[Opening DATA FOR REVIEW section]

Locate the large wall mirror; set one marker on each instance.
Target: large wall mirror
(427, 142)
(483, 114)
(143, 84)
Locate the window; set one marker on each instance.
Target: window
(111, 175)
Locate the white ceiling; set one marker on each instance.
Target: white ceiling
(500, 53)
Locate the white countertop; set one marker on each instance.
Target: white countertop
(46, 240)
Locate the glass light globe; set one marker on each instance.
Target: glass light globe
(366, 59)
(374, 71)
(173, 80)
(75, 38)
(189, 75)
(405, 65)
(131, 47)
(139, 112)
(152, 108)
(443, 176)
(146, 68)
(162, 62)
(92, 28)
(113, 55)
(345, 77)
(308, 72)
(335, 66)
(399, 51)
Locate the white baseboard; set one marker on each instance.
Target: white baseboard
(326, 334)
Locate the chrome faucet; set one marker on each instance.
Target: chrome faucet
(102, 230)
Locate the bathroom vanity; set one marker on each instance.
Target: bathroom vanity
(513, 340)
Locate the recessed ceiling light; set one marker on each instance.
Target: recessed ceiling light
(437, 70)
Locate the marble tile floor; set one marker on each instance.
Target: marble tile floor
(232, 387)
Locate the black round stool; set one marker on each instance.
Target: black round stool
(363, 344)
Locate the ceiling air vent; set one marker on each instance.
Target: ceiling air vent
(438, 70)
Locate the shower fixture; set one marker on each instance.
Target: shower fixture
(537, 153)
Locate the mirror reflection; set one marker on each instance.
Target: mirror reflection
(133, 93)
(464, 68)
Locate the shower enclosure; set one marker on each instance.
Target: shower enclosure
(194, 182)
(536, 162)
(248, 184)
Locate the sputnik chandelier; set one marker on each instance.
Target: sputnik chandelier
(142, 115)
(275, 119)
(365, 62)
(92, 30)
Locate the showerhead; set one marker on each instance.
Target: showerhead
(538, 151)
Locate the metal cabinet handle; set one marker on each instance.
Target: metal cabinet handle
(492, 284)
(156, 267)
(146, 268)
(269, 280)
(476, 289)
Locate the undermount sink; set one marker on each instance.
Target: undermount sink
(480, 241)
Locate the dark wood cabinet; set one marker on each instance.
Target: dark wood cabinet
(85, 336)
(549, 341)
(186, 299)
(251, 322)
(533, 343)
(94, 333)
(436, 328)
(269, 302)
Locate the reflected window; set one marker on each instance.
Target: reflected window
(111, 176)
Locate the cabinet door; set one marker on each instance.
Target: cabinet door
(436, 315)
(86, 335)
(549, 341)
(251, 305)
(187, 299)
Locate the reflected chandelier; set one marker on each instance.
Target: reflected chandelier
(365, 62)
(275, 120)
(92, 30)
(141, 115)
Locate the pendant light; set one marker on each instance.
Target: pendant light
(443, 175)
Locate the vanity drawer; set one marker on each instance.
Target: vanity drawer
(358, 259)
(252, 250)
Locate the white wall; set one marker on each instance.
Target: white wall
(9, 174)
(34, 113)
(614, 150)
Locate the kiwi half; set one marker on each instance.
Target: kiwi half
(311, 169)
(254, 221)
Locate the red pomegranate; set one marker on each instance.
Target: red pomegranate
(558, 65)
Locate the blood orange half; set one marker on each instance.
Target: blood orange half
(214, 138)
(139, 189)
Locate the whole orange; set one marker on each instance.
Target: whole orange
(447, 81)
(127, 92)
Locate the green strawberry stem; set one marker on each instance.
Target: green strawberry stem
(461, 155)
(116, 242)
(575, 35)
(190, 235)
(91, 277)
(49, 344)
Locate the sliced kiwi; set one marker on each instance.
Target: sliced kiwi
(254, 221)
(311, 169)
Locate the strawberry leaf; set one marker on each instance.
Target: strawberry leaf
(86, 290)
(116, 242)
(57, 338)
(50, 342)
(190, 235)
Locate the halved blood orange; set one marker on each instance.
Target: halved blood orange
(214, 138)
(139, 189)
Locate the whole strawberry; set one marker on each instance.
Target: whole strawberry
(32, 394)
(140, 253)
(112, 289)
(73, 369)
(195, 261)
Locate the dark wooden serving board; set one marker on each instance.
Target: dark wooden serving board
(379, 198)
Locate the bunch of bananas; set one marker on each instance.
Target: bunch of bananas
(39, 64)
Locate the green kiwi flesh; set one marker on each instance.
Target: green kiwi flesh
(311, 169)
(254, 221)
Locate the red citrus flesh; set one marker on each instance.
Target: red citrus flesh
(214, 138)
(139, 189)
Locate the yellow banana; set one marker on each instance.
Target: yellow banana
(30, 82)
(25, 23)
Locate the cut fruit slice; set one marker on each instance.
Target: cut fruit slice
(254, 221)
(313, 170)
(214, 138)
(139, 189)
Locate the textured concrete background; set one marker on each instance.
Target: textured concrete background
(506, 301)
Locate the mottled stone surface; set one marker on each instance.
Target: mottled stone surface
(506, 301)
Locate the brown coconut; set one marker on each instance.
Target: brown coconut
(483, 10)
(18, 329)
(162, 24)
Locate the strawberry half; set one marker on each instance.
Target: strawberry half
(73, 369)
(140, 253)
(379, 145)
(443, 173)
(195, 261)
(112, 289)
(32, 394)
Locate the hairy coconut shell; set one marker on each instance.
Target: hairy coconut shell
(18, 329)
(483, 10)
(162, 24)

[Closing DATA FOR REVIEW section]

EXERCISE DESCRIPTION:
For this exercise, repeat exactly the lines of the data above from the one with "Locate the black" down to the one with "Locate the dark wood cabinet;", both end lines included.

EXPECTED ANSWER:
Locate the black round stool; set one marker on each instance.
Target: black round stool
(363, 344)
Locate the ceiling air vent; set one marker on each instance.
Target: ceiling air vent
(438, 70)
Locate the shower fixture; set one marker on each instance.
Target: shower fixture
(537, 153)
Locate the mirror reflection; set one marker on each instance.
Target: mirror reflection
(133, 93)
(464, 68)
Locate the shower enclosure; set one marker on each instance.
Target: shower enclosure
(194, 182)
(536, 162)
(248, 184)
Locate the sputnik chandelier; set one marker on each instance.
Target: sputnik chandelier
(142, 115)
(275, 119)
(365, 62)
(92, 30)
Locate the showerhead; set one marker on each instance.
Target: showerhead
(538, 151)
Locate the metal cabinet handle; set one marker on each instance.
Target: metal cabinet handle
(492, 284)
(156, 267)
(146, 268)
(269, 280)
(476, 289)
Locate the undermount sink; set one marker on each instance.
Target: undermount sink
(480, 241)
Locate the dark wood cabinet; set one marker on each instance.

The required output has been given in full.